## DATA FOR THIS TASK
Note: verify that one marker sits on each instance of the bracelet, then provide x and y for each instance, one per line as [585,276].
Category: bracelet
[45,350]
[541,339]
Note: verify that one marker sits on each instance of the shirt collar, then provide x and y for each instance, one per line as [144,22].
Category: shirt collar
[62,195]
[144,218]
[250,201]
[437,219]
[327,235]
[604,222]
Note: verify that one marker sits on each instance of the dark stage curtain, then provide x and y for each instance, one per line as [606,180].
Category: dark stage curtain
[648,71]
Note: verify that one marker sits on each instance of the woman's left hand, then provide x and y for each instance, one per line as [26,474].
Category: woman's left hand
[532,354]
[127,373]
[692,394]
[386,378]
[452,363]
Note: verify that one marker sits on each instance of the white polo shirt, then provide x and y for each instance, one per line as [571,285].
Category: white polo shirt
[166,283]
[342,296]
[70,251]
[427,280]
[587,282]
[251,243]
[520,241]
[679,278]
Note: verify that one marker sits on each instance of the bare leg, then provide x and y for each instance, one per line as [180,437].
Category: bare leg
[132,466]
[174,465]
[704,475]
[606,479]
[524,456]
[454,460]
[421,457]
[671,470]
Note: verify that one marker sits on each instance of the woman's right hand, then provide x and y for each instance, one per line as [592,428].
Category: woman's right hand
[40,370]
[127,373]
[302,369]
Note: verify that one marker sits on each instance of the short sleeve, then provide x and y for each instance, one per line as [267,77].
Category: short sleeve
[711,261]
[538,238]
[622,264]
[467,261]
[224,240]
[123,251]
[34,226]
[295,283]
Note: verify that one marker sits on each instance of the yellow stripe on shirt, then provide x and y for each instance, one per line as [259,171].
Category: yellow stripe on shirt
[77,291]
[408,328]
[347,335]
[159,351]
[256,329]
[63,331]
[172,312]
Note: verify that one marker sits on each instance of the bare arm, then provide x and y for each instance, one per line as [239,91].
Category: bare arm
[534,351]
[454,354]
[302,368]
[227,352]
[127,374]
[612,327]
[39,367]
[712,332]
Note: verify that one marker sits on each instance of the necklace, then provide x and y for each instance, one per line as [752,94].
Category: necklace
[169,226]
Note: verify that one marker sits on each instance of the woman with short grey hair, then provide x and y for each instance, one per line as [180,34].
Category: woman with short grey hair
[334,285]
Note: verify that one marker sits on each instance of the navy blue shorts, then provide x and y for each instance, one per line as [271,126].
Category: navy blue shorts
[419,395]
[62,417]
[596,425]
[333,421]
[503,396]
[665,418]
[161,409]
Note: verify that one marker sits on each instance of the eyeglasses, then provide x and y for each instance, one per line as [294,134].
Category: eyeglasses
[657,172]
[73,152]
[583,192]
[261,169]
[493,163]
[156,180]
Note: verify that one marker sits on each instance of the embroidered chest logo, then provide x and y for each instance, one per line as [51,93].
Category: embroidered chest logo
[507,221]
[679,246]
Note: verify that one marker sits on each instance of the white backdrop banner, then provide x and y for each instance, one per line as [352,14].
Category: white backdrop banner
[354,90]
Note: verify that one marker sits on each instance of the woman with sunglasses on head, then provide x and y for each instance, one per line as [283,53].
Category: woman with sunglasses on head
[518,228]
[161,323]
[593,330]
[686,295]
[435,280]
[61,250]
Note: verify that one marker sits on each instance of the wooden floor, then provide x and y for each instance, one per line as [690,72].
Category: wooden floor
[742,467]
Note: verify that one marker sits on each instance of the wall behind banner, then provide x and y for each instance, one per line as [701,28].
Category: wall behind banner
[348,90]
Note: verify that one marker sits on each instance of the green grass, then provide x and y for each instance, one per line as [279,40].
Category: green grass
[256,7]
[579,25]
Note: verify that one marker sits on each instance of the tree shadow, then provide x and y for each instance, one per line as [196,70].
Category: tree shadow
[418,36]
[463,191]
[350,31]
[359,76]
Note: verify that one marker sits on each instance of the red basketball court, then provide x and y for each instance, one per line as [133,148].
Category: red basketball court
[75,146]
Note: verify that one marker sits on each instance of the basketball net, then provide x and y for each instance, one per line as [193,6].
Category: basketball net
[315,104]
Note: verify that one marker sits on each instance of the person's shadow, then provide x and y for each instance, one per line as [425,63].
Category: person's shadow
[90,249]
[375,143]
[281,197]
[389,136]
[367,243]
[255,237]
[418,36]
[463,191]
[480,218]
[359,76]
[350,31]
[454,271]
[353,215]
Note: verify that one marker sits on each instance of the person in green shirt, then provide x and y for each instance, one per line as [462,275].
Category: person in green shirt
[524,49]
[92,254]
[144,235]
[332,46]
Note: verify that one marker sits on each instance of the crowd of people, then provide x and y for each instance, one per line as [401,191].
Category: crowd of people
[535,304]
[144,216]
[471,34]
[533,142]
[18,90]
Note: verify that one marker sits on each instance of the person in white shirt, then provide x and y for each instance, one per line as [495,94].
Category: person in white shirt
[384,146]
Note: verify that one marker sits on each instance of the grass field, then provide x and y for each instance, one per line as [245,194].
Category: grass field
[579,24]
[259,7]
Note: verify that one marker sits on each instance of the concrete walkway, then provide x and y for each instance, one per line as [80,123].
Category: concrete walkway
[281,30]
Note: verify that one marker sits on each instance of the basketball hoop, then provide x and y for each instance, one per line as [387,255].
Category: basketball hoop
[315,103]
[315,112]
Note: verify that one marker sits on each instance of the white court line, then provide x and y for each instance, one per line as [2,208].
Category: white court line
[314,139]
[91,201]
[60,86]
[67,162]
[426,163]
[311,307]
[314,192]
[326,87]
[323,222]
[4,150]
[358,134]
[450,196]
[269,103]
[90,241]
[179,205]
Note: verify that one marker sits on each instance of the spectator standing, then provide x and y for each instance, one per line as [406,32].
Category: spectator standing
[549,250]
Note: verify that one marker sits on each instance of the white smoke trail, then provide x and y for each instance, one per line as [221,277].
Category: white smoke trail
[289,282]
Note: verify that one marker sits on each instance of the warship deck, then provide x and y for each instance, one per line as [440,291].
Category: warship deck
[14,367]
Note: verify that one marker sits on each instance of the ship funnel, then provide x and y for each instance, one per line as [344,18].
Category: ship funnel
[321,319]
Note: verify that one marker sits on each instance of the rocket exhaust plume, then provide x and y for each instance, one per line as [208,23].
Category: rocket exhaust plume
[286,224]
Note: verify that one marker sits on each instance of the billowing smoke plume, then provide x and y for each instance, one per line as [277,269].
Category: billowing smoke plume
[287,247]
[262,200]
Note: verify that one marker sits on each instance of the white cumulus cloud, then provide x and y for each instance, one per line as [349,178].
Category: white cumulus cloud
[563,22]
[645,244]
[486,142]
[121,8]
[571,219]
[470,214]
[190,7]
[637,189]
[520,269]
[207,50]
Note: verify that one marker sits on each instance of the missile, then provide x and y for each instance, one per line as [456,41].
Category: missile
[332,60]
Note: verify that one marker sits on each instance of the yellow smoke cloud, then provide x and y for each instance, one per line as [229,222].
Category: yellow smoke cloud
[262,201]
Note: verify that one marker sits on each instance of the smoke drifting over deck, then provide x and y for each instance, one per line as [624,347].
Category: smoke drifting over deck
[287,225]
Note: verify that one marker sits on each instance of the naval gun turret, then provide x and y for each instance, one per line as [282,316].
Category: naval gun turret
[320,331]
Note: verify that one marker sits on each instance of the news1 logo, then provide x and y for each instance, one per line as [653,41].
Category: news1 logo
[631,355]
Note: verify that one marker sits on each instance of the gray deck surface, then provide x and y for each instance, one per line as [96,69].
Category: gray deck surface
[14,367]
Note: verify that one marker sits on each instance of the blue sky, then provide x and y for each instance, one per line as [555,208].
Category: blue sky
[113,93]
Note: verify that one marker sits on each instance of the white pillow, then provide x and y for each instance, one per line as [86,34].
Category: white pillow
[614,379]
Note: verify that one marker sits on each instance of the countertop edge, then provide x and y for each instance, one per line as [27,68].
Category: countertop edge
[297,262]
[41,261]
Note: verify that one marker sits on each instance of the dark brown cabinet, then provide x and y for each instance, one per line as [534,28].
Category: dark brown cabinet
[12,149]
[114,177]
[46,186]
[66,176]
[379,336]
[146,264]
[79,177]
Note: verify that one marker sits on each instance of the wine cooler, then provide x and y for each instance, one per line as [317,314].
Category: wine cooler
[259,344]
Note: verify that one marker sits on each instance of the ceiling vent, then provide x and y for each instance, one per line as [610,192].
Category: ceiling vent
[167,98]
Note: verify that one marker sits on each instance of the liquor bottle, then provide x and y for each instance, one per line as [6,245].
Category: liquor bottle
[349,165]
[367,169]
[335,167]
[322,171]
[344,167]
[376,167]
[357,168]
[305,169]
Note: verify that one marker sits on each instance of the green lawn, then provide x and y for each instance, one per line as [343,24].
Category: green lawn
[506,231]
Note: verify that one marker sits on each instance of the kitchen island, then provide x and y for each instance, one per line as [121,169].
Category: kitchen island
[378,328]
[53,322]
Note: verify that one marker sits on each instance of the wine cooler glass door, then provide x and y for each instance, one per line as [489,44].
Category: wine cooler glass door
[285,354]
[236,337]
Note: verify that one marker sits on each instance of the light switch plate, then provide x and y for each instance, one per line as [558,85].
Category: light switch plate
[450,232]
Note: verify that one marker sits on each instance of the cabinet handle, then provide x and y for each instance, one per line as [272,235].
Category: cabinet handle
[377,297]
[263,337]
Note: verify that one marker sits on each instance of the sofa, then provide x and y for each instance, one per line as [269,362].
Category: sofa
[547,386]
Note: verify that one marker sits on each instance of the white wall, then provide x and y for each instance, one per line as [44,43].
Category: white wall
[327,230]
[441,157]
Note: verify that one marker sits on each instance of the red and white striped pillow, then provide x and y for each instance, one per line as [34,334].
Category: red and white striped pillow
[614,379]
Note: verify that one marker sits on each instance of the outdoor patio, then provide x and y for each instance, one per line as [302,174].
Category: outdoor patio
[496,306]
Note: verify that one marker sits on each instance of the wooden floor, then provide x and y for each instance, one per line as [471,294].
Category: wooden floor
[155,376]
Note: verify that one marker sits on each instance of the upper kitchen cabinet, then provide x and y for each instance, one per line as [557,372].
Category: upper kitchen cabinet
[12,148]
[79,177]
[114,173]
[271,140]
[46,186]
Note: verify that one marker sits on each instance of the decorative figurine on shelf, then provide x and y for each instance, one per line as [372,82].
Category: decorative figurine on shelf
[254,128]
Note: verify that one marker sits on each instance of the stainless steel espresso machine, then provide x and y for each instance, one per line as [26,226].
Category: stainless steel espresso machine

## GOAL OF THE EXERCISE
Retype, exactly and only, the lines running from the one with "line as [302,174]." through the final line of the listing above.

## THE RESPONSE
Note: verify that one marker sits on each instance of the outdoor patio, then provide x and y for each instance, one per line as [302,174].
Category: outdoor patio
[496,306]
Note: verify that one marker sits on each instance of the wooden floor, then provide x and y for each instance, one per line as [471,294].
Category: wooden floor
[155,376]
Note: verify that one marker sits on each instance of the upper kitchen cabinet, then provide x and y for each instance, one per line as [557,372].
Category: upper kitchen cabinet
[12,148]
[79,177]
[114,173]
[271,140]
[46,186]
Note: verify that one marker sits on each instance of the decorative figurine on shelf, then provide x and y for each instance, one per line as [372,82].
Category: decorative figurine on shelf
[254,128]
Note: verify that one marker sits on each instance of the stainless steel espresso machine, then provide x and y for each instance, one per line as [26,226].
Category: stainless steel espresso machine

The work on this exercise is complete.